> _ACTIVITY_
Copy the lines below exactly, starting at the line that contains "Annotate the clear" and stopping after the last line, and include no other lines.

> _Recorded data_

::::

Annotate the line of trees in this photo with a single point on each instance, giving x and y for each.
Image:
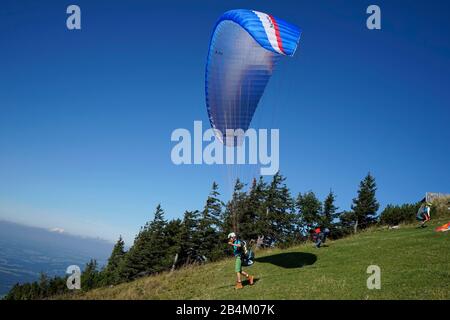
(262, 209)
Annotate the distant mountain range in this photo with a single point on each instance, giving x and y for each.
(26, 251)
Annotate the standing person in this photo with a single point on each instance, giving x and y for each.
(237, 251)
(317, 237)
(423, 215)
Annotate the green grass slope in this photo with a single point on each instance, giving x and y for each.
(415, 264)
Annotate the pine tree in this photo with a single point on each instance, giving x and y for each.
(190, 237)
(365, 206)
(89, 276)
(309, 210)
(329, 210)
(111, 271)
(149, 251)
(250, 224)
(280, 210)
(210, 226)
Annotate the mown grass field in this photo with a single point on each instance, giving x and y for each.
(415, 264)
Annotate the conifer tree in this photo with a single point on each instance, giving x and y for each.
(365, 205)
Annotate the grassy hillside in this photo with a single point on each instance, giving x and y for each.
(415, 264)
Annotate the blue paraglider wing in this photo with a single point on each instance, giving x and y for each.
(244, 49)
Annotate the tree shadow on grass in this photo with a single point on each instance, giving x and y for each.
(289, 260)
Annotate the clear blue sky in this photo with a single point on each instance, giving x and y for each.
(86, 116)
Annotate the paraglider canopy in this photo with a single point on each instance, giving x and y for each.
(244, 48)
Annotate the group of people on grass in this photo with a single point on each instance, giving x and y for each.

::::

> _SOLUTION TO THIS TASK_
Annotate the clear blue sky in this photo with a single point on each instance, giving x and y for each.
(86, 116)
Annotate the paraglider canopy in this photo with a single point on each instance, giving x and y for each.
(244, 48)
Annotate the group of people on grass in this photo with a single point on each instance, giving x and y for each.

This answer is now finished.